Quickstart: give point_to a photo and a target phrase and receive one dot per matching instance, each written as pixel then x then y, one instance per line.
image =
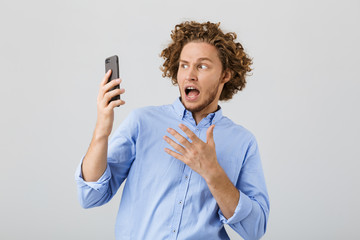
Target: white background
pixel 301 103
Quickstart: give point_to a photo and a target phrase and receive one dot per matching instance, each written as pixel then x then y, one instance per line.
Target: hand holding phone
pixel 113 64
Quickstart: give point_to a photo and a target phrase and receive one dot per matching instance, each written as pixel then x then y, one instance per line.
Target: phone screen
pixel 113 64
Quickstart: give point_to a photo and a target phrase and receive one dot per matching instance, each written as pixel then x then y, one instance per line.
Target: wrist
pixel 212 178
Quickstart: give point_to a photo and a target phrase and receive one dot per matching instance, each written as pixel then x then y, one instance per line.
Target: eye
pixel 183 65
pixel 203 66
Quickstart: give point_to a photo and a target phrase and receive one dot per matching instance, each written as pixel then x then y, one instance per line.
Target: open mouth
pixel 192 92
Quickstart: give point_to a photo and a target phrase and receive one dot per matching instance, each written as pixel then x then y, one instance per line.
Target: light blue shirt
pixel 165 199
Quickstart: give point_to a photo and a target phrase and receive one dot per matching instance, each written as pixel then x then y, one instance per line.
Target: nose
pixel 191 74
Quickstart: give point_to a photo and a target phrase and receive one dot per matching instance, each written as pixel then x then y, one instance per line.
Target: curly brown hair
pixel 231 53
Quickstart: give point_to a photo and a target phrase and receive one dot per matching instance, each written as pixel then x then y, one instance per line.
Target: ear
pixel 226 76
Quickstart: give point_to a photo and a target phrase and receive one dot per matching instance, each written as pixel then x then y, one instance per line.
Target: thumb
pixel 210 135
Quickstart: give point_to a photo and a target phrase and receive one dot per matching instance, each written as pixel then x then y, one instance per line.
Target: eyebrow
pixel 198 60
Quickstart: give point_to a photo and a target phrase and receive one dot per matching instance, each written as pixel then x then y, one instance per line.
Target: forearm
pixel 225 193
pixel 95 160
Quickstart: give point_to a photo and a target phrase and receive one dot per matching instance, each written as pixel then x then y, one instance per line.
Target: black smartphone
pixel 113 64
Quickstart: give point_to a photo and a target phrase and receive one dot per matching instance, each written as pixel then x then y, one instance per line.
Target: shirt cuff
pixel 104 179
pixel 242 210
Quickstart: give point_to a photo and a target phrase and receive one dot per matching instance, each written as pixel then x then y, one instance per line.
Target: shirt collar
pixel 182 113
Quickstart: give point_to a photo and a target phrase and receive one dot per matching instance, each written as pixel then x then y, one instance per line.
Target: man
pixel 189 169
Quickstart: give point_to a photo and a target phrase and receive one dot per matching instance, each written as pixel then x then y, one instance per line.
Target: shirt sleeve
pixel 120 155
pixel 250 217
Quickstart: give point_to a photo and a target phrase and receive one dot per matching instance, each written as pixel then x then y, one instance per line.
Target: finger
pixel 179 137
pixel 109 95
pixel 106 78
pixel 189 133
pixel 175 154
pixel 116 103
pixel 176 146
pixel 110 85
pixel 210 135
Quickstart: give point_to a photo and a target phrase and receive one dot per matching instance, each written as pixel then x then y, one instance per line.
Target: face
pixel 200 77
####
### The task
Transcribe the records verbatim and omit the images.

### Solution for this exercise
Quickstart: give point_to a photo and a target phrase and receive one dot per matching instance, each written as pixel then x then y, one instance per line.
image =
Target: white background
pixel 301 103
Quickstart: give point_to a photo and a target phrase and receive one dot per matching instance, each written as pixel then x then y, one instance per line.
Target: hand holding phone
pixel 113 64
Quickstart: give point_to a photo and a target phrase and receive one dot per matching instance, each written as pixel then x then y, one instance per line.
Target: phone screen
pixel 113 64
Quickstart: give point_to a photo and a target phrase and receive one dot per matching instance, each written as pixel then x then y, one instance per line.
Target: wrist
pixel 212 178
Quickstart: give point_to a photo and a target phrase and receive one dot per matching instance, each written as pixel then x then y, one instance per line.
Target: eye
pixel 183 65
pixel 203 66
Quickstart: give point_to a photo and a target phrase and receive one dot per matching instance, each written as pixel then x then y, one instance per line.
Target: open mouth
pixel 192 92
Quickstart: give point_to a photo and a target phrase and receive one dot per matching instance, each written as pixel then x then y, one instance per line.
Target: light blue shirt
pixel 165 199
Quickstart: give point_to a photo and a target phrase and receive one dot per matching instance, each written as pixel then x then y, one instance per line.
Target: nose
pixel 191 74
Quickstart: give point_to a photo and a target phrase and receive one dot per matching instance, each written as pixel then x then y, one instance per line.
Target: curly brown hair
pixel 231 53
Quickstart: give point_to a photo and a target phrase and receive one dot per matching instance, each written as pixel then x then y, one instance per line.
Target: ear
pixel 226 76
Quickstart: give point_to a photo and a target phrase and receive one dot per matching instance, each written as pixel then x then y, one instance per line.
Target: thumb
pixel 210 135
Quickstart: give point_to a photo and a target phrase and receive one dot per matching instance, each written as pixel then x then y, one instance per line.
Target: eyebrow
pixel 198 60
Quickstart: give point_to a photo and a target phrase and receive one dot per matching instance, each written as pixel then x then y, one instance per line.
Target: forearm
pixel 225 193
pixel 95 160
Quickstart: give point_to a photo and a target phrase and receive one dot per matching instance, each written as pixel then x then y, one instance per line.
Target: black smartphone
pixel 113 64
Quickstart: give point_to a photo and a target phrase and receive one dot per matching instance, each written as pixel then x then y, one instance per line.
Target: shirt cuff
pixel 104 179
pixel 242 210
Quickstart: give point_to a photo and a target phrase and receive one dot per matching instance, each written as pixel then x then y, one instance per line.
Target: shirt collar
pixel 182 113
Quickstart: give point_to a photo and a target phrase and receive one dot per matching instance, each written as pixel then x then y, one instance per line.
Target: man
pixel 189 169
Quickstart: give point_to a photo and a target phrase and receive one dot per matching instance, each written as pixel then x then y, one instance per line.
Target: shirt sleeve
pixel 120 155
pixel 250 217
Quickstart: give point_to a photo and a target phrase and receive one dot per matching instance, each written as pixel then x then y, one instance per line.
Target: finger
pixel 179 137
pixel 109 95
pixel 106 78
pixel 189 133
pixel 175 154
pixel 116 103
pixel 176 146
pixel 110 85
pixel 210 135
Quickstart: give point_to a photo and a target phrase and receive one dot per matching instance, each written as pixel then x then y, one instance per line.
Target: face
pixel 200 77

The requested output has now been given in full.